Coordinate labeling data

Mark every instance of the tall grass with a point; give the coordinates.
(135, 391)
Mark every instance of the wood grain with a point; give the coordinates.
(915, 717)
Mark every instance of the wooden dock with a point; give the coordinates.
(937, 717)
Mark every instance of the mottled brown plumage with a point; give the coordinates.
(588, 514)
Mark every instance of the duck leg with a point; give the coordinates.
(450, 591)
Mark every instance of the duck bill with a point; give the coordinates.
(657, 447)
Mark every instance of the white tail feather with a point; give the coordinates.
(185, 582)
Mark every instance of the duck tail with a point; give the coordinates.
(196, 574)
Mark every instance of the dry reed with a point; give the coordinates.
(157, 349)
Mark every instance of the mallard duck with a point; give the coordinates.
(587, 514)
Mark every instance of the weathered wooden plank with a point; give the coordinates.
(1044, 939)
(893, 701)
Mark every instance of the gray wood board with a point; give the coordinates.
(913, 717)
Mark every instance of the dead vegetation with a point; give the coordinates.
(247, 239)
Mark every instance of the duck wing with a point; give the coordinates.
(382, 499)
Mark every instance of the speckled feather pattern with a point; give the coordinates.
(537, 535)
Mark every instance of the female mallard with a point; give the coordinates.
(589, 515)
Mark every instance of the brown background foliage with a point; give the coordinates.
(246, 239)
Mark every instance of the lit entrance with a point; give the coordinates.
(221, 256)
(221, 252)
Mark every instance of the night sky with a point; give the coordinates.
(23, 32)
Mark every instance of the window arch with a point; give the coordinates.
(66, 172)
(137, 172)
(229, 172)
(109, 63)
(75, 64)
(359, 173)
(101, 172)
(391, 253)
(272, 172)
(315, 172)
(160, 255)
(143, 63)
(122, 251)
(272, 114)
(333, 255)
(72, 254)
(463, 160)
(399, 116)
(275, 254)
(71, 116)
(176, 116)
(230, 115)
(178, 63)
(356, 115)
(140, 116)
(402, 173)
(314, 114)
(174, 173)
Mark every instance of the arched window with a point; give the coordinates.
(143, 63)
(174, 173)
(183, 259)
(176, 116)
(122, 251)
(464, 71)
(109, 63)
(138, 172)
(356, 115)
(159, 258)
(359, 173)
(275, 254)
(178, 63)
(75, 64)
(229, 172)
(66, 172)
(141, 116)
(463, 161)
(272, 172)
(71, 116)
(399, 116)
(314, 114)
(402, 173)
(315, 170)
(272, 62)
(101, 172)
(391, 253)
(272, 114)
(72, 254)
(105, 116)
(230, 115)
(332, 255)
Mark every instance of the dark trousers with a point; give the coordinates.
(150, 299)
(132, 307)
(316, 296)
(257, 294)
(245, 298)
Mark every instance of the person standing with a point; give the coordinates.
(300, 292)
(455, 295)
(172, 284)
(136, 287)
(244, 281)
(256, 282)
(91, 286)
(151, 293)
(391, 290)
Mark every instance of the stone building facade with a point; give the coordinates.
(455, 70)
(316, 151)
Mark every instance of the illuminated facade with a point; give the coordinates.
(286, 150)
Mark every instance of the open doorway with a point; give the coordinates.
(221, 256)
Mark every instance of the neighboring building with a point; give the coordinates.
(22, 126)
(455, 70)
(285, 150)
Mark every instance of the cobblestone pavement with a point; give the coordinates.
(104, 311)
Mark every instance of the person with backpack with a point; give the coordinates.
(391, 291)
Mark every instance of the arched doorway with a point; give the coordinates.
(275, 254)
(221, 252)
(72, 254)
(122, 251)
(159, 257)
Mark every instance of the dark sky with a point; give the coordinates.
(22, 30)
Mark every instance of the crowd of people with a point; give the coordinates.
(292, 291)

● Required task
Each entry above is to be printed again exactly.

● Solved exercise
Mark every instance of the tall grass with a point; give the coordinates.
(135, 391)
Mark every instance of the wood grain with a point; give the coordinates.
(915, 717)
Mark every instance of the wooden dock with a point; give the coordinates.
(937, 717)
Mark every instance of the mottled brown plumage with a point; give the coordinates.
(588, 514)
Mark every instance of the duck leg with a point; give the coordinates.
(450, 591)
Mark every instance of the duck bill with a point; give the coordinates.
(657, 447)
Mark every instance of the white tail feather with a point; give the coordinates.
(185, 582)
Mark every instance of the duck tail with a point; give the coordinates.
(196, 574)
Mark every instance of the dry reed with a point; give the coordinates.
(157, 349)
Mark every instance of the mallard duck with a point; give the coordinates.
(587, 514)
Mark every instance of the weathered wooden plank with a point; give the coordinates.
(1044, 939)
(893, 701)
Mark every instance of the gray wood board with a point; give the coordinates.
(913, 717)
Mark every instance of the dead vegetation with a point; give the coordinates.
(247, 239)
Mark every instance of the duck wing with a point; give the coordinates.
(382, 499)
Mark every instance of the speckled feather pattern with a point; give the coordinates.
(537, 535)
Mark every instance of the female mallard with a point; give the coordinates.
(589, 515)
Mark every instance of the brown background foliage with a point; give the coordinates.
(246, 239)
Mark every instance of the lit entrance with a point; give the coordinates.
(221, 256)
(221, 252)
Mark every instance of the night sky with a point; give the coordinates.
(23, 32)
Mark every instance of the window arch with a point; give the coordinates.
(66, 172)
(137, 172)
(229, 172)
(109, 63)
(75, 64)
(359, 173)
(101, 172)
(391, 253)
(272, 172)
(315, 172)
(160, 255)
(143, 63)
(122, 251)
(272, 114)
(333, 255)
(72, 254)
(463, 160)
(399, 116)
(275, 254)
(71, 116)
(176, 116)
(230, 115)
(178, 63)
(356, 115)
(140, 116)
(402, 173)
(314, 114)
(174, 173)
Mark every instance of the arched window with a point; give the coordinates.
(143, 63)
(174, 173)
(183, 259)
(176, 116)
(122, 251)
(464, 71)
(109, 63)
(138, 172)
(356, 115)
(159, 258)
(359, 173)
(275, 254)
(178, 63)
(75, 64)
(229, 172)
(66, 172)
(141, 116)
(463, 161)
(272, 172)
(71, 116)
(399, 116)
(314, 114)
(402, 173)
(315, 170)
(272, 62)
(101, 172)
(391, 253)
(272, 114)
(72, 254)
(105, 116)
(230, 115)
(332, 255)
Mark every instance of the dark trousers with a point; give the coordinates.
(150, 299)
(132, 307)
(316, 296)
(257, 294)
(245, 298)
Mark every instance of the person standing with a point; give the coordinates.
(300, 292)
(455, 295)
(172, 284)
(136, 287)
(244, 281)
(256, 282)
(91, 286)
(151, 293)
(391, 290)
Mark every instance of the stone building facade with a point; give the coordinates.
(455, 70)
(316, 151)
Mark every instance of the illuminated facade with a point; give the coordinates.
(286, 150)
Mark every instance of the open doorway with a point; give the coordinates.
(221, 256)
Mark every instance of the neighboring building with a point; give the coordinates.
(22, 126)
(455, 70)
(285, 150)
Mark every instance of the cobblestone pavement with a point; give the coordinates.
(104, 311)
Mark every instance of the person with backpack with a point; give the coordinates.
(391, 291)
Mark every instance of the arched doorway with a point; give the coordinates.
(275, 254)
(221, 252)
(72, 254)
(122, 251)
(159, 257)
Mark every instance of the dark sky with a point; give the coordinates.
(22, 30)
Mark every instance of the crowd of people with a point; give the coordinates.
(292, 291)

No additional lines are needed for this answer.